Exercises to complete:
(1) Reproduce verbatim everything in the AGI incentives interview from "Luke Muehlhauser: Your" down to "or exterminates humanity.".
(2) Write the next part of the interview on AGI business incentives, beginning after its final sentence.

Luke Muehlhauser: Your book chapter in Singularity Hypothesis describes some unusual economic incentives facing a future business that is working to create AGI. To explain your point, you make the simplifying assumption that “a firm’s attempt to build an AGI will result in one of three possible outcomes”:

  • Unsuccessful: The firm fails to create AGI, losing value for its owners and investors.
  • Riches: The firm creates AGI, bringing enormous wealth to its owners and investors.
  • Foom: The firm creates AGI but this event quickly destroys the value of money, e.g. via an intelligence explosion that eliminates scarcity, or creates a weird world without money, or exterminates humanity.

How does this setup allow us to see the unusual incentives facing a future business that is working to create AGI?


James Miller: A huge asteroid might hit the earth, and if it does it will destroy mankind. You should be willing to bet everything you have that the asteroid will miss our planet because either you win your bet or Armageddon renders the wager irrelevant. Similarly, if I’m going to start a company that will either make investors extremely rich or create a Foom that destroys the value of money, you should be willing to invest a lot in my company’s success because either the investment will pay off, or you would have done no better making any other kind of investment.

Record excerpts:
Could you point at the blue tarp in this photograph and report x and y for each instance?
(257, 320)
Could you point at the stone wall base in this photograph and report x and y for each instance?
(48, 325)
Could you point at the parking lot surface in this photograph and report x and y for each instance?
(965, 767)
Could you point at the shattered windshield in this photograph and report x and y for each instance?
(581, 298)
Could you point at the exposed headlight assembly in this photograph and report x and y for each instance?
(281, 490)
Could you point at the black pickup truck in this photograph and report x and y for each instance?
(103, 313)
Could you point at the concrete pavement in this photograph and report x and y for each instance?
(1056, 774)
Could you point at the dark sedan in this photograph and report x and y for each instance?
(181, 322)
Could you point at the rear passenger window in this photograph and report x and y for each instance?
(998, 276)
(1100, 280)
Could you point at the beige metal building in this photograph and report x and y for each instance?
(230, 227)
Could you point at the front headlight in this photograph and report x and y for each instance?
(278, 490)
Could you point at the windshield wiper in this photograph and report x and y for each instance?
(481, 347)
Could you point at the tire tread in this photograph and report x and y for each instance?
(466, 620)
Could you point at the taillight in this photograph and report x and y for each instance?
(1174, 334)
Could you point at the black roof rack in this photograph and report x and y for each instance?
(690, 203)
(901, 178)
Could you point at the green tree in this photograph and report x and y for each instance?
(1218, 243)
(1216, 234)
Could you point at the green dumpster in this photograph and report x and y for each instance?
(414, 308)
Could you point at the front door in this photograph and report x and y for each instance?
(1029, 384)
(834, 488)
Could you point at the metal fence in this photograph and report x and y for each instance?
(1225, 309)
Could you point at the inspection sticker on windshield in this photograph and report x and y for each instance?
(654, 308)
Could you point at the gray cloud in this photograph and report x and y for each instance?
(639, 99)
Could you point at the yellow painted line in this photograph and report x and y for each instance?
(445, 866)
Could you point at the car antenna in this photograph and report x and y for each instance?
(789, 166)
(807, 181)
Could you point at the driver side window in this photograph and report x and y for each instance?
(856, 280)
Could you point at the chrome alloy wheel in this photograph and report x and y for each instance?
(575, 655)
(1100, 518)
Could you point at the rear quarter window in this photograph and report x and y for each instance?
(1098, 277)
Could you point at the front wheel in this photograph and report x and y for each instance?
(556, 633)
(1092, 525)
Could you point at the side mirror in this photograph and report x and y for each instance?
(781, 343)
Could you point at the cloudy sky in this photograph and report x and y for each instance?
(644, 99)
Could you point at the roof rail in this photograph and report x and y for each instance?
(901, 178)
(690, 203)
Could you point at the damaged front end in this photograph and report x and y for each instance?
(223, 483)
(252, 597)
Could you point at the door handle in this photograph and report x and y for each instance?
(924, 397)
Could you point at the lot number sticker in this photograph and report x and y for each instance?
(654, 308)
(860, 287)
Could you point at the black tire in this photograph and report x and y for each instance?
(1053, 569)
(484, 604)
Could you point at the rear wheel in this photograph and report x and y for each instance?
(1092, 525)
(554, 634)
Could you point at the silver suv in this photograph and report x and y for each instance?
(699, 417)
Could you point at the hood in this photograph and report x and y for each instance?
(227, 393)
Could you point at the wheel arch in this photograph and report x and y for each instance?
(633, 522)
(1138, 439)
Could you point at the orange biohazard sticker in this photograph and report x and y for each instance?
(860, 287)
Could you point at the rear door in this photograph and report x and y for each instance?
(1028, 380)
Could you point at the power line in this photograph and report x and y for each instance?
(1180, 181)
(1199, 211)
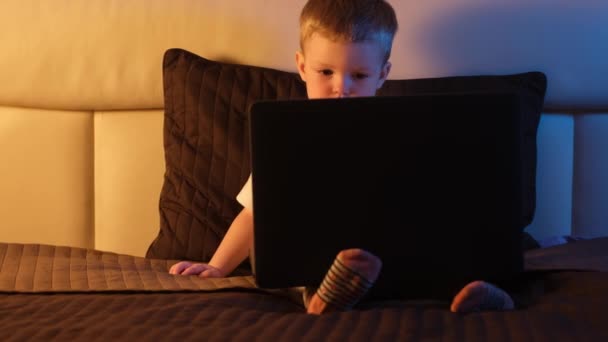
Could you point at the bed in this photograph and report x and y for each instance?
(68, 293)
(124, 143)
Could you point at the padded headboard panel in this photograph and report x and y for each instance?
(100, 54)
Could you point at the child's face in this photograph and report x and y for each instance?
(341, 69)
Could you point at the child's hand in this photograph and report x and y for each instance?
(200, 269)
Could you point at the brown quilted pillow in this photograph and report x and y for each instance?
(206, 148)
(206, 140)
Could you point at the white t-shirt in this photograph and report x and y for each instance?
(245, 197)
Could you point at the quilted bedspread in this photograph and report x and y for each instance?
(64, 293)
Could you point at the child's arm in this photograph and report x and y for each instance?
(233, 250)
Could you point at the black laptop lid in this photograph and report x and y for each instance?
(431, 184)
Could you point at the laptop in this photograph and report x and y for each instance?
(429, 183)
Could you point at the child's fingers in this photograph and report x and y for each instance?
(179, 267)
(210, 272)
(194, 269)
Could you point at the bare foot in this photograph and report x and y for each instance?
(353, 272)
(480, 296)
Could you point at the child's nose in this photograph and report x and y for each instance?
(342, 86)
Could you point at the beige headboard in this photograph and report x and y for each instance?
(81, 99)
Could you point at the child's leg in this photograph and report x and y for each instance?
(352, 274)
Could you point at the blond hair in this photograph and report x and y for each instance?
(350, 21)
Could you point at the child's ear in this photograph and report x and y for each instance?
(384, 74)
(301, 65)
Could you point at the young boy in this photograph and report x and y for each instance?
(345, 46)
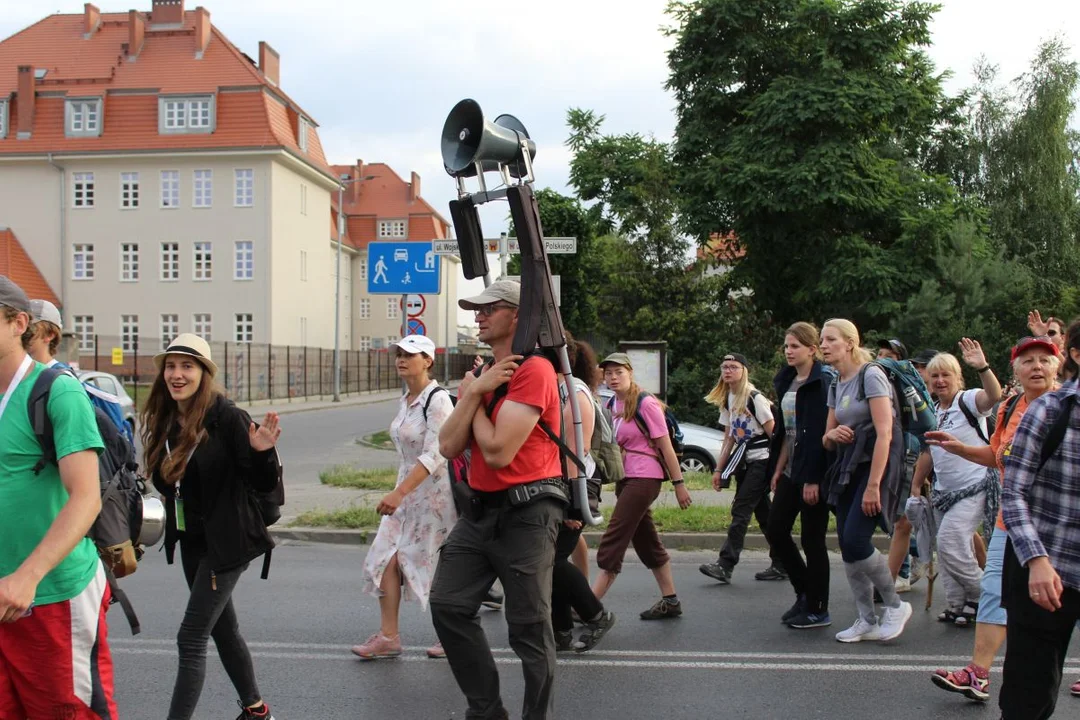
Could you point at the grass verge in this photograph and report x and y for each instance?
(361, 478)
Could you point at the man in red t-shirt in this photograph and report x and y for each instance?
(501, 428)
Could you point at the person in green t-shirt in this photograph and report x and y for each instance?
(54, 652)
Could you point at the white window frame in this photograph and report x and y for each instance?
(202, 188)
(243, 259)
(82, 117)
(130, 191)
(169, 322)
(169, 267)
(244, 327)
(244, 191)
(83, 252)
(394, 229)
(202, 261)
(202, 325)
(129, 262)
(82, 190)
(129, 331)
(84, 331)
(178, 114)
(170, 189)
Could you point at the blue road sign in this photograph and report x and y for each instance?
(402, 267)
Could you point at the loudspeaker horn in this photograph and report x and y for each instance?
(468, 138)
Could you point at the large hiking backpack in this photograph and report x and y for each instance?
(118, 530)
(916, 408)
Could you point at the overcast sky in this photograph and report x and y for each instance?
(379, 78)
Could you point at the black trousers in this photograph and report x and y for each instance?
(569, 587)
(810, 576)
(517, 546)
(752, 498)
(1036, 643)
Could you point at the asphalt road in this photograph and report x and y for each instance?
(727, 656)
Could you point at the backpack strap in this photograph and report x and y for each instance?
(972, 420)
(1056, 432)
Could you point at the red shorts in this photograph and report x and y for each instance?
(55, 664)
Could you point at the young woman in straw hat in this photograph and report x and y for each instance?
(204, 454)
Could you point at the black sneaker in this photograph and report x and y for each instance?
(594, 632)
(795, 610)
(662, 610)
(807, 620)
(494, 599)
(716, 571)
(772, 572)
(252, 714)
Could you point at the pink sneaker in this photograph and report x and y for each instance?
(378, 646)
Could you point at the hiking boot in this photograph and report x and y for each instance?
(494, 599)
(772, 572)
(595, 630)
(893, 621)
(377, 647)
(716, 571)
(861, 630)
(806, 621)
(662, 610)
(795, 610)
(254, 714)
(968, 682)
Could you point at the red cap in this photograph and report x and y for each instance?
(1027, 343)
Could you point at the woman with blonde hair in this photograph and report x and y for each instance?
(798, 463)
(648, 459)
(746, 420)
(863, 428)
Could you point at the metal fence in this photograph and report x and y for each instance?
(259, 371)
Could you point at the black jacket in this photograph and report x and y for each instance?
(811, 412)
(228, 471)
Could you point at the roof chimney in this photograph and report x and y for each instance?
(269, 62)
(166, 12)
(136, 31)
(26, 102)
(92, 18)
(202, 30)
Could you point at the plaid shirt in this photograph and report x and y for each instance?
(1041, 507)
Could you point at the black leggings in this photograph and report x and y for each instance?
(568, 586)
(210, 613)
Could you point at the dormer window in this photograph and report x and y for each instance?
(186, 114)
(83, 117)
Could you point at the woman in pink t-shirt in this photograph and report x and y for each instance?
(648, 460)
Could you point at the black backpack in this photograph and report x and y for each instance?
(116, 532)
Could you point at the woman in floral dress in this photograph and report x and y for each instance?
(418, 514)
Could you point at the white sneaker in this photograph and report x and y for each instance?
(861, 630)
(893, 621)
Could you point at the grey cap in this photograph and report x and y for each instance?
(502, 290)
(618, 358)
(43, 311)
(13, 296)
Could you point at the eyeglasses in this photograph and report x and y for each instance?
(489, 309)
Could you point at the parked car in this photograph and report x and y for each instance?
(111, 384)
(701, 445)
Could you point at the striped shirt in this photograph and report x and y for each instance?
(1041, 507)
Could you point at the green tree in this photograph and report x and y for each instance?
(800, 127)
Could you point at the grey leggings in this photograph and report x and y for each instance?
(210, 613)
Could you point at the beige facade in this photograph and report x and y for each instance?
(240, 240)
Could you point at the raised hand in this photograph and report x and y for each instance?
(972, 353)
(265, 436)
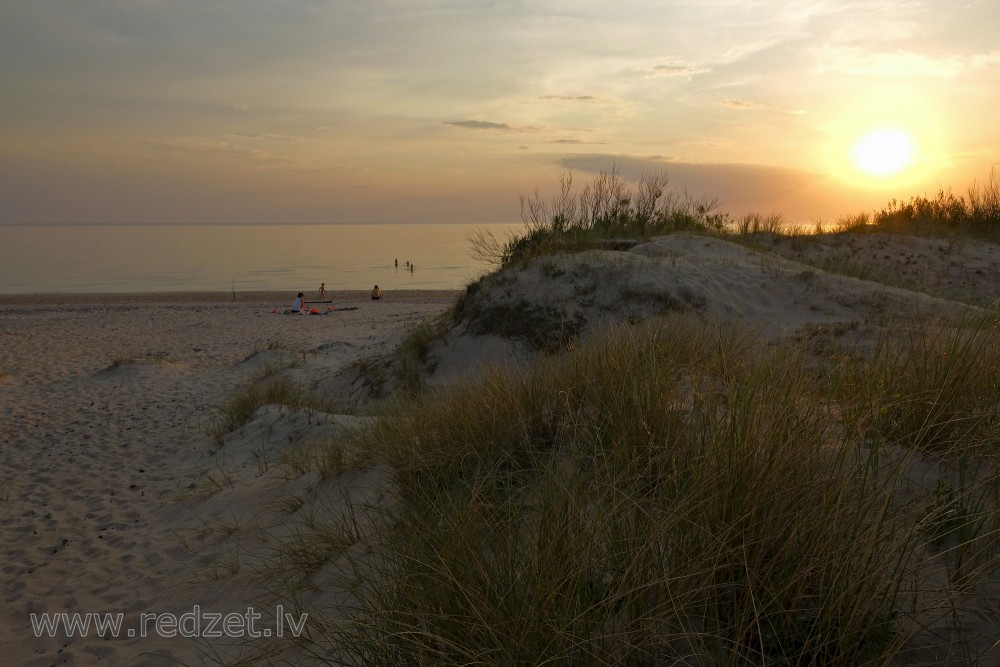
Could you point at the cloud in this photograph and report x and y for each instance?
(569, 98)
(739, 187)
(754, 106)
(479, 125)
(266, 136)
(489, 125)
(861, 61)
(678, 70)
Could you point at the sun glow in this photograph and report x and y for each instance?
(883, 152)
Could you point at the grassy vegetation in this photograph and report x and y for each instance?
(605, 210)
(725, 504)
(273, 390)
(667, 492)
(975, 212)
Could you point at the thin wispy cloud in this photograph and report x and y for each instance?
(747, 105)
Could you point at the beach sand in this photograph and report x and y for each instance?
(104, 404)
(114, 499)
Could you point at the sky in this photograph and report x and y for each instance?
(339, 111)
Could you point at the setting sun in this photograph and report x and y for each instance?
(883, 152)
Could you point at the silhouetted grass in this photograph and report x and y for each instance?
(669, 493)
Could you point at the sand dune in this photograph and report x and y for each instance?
(115, 499)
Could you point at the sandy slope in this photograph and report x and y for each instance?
(113, 499)
(104, 500)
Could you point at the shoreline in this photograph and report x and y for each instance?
(201, 297)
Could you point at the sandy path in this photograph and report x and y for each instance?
(103, 404)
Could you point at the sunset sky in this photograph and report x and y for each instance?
(188, 111)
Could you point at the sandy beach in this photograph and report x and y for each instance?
(104, 404)
(119, 494)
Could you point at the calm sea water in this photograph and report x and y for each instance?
(144, 258)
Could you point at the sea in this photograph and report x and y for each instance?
(223, 258)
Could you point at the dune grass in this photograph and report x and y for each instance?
(669, 493)
(274, 389)
(607, 209)
(975, 212)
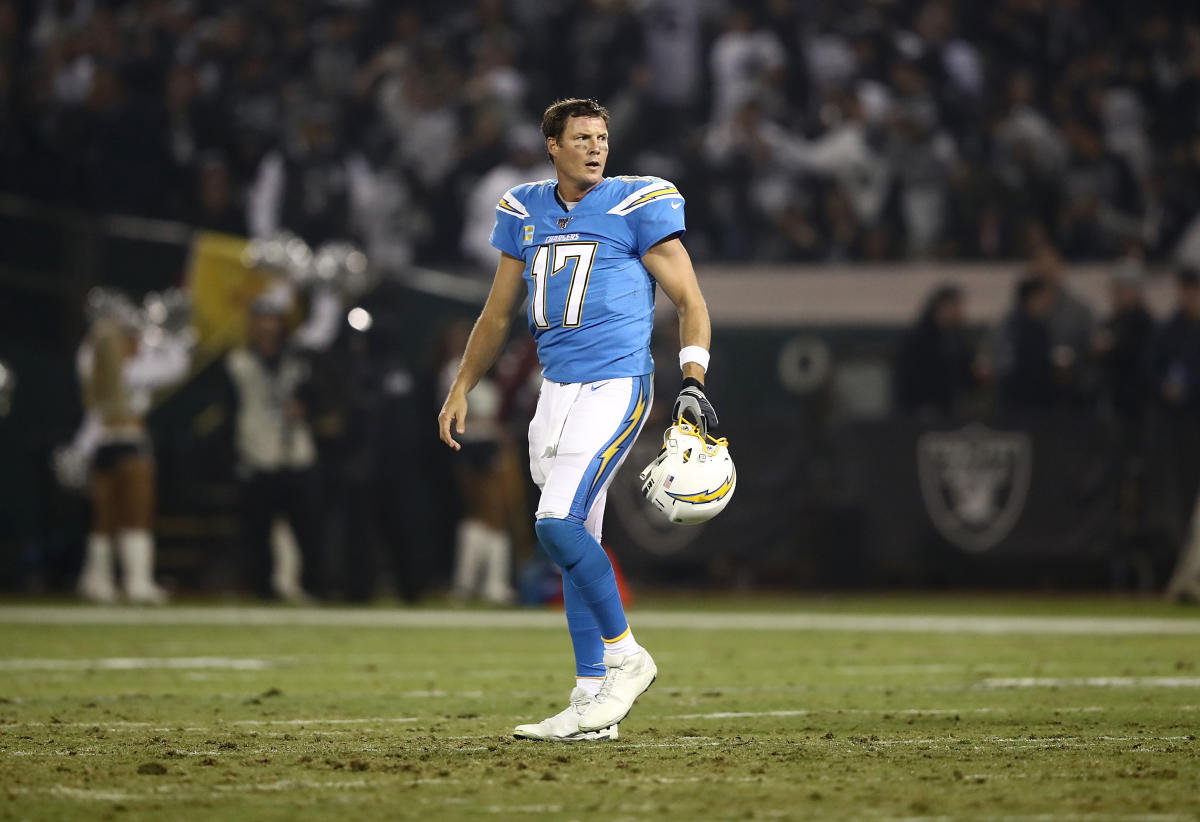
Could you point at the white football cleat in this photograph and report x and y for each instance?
(625, 679)
(95, 587)
(564, 726)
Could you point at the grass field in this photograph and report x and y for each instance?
(900, 708)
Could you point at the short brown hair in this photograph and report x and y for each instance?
(553, 121)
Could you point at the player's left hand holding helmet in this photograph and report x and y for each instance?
(693, 406)
(693, 479)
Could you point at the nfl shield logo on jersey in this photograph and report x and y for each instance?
(975, 483)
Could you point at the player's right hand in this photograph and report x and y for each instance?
(454, 411)
(693, 406)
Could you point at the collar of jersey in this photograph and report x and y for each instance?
(558, 198)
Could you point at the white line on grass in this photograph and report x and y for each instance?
(112, 725)
(137, 664)
(900, 712)
(646, 619)
(1090, 682)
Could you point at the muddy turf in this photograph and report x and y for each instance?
(904, 708)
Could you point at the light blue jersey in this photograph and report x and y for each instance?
(591, 298)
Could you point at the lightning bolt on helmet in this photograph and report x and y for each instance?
(693, 479)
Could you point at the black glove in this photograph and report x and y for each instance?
(694, 406)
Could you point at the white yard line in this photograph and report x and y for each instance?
(160, 725)
(690, 621)
(137, 664)
(1090, 682)
(899, 712)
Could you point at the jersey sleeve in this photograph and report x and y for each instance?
(655, 211)
(510, 216)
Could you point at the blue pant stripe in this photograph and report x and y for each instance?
(613, 451)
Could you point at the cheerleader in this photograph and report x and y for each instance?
(120, 363)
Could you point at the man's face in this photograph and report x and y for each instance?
(581, 151)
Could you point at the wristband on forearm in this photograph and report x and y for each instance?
(694, 354)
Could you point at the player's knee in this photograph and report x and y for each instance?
(564, 539)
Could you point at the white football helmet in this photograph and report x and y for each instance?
(693, 479)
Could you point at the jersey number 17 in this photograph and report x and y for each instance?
(549, 261)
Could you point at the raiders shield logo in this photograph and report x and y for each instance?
(975, 483)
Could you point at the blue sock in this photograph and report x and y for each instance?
(586, 565)
(585, 633)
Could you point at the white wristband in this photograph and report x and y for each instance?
(694, 354)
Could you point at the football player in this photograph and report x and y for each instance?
(591, 251)
(120, 364)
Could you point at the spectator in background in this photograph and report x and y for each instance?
(1026, 378)
(119, 369)
(1029, 154)
(1102, 204)
(747, 63)
(216, 207)
(922, 155)
(313, 186)
(1120, 346)
(933, 371)
(274, 447)
(1071, 324)
(1174, 373)
(484, 546)
(526, 156)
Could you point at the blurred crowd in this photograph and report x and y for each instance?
(798, 129)
(1053, 357)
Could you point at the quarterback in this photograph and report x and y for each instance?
(591, 251)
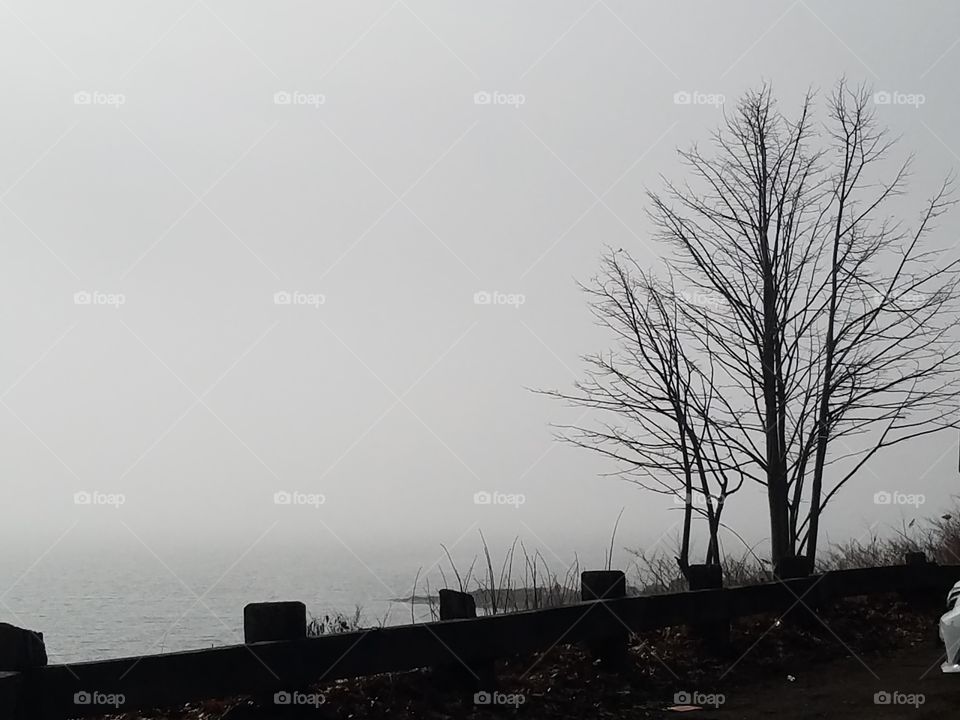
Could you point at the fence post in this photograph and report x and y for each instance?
(267, 621)
(274, 621)
(475, 674)
(715, 635)
(20, 650)
(12, 696)
(917, 591)
(611, 649)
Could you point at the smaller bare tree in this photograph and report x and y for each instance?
(665, 429)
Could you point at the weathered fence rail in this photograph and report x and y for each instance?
(56, 692)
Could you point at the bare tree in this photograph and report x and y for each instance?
(834, 331)
(667, 439)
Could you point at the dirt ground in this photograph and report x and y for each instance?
(845, 689)
(837, 666)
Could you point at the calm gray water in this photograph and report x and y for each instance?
(99, 604)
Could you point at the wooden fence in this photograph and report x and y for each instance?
(467, 644)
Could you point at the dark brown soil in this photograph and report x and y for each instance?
(830, 666)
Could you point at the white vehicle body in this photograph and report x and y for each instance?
(950, 631)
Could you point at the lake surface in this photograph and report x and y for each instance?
(112, 604)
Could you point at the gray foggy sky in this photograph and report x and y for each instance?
(188, 190)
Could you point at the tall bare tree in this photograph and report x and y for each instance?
(834, 334)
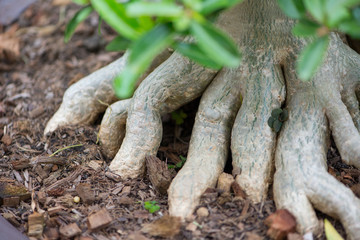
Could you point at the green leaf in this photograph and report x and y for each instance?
(277, 126)
(159, 9)
(81, 2)
(196, 54)
(316, 8)
(336, 14)
(305, 28)
(115, 15)
(276, 112)
(210, 6)
(142, 52)
(124, 84)
(292, 8)
(330, 232)
(350, 27)
(284, 116)
(216, 44)
(118, 44)
(271, 121)
(311, 58)
(80, 16)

Outputs:
(1)
Luke Muehlhauser: Your book chapter in Singularity Hypothesis describes some unusual economic incentives facing a future business that is working to create AGI. To explain your point, you make the simplifying assumption that “a firm’s attempt to build an AGI will result in one of three possible outcomes”:

  • Unsuccessful: The firm fails to create AGI, losing value for its owners and investors.
  • Riches: The firm creates AGI, bringing enormous wealth to its owners and investors.
  • Foom: The firm creates AGI but this event quickly destroys the value of money, e.g. via an intelligence explosion that eliminates scarcity, or creates a weird world without money, or exterminates humanity.

(2)
Pretend I want to create a controllable AGI, and if successful I will earn great Riches for my investors. At first I intend to follow a research and development path in which if I fail to achieve Riches, my company will be Unsuccessful and have no significant impact on the world. Unfortunately, I can’t convince potential investors that the probability of my achieving Riches is high enough to make my company worth investing in. The investors assign too large a likelihood that other potential investments would outperform my firm’s stock. But then I develop an evil alternative research and development plan under which I have the exact same probability of achieving Riches as before but now if I fail to create a controllable AGI, an unfriendly Foom will destroy humanity. Now I can truthfully tell potential investors that it’s highly unlikely any other company’s stock will outperform mine.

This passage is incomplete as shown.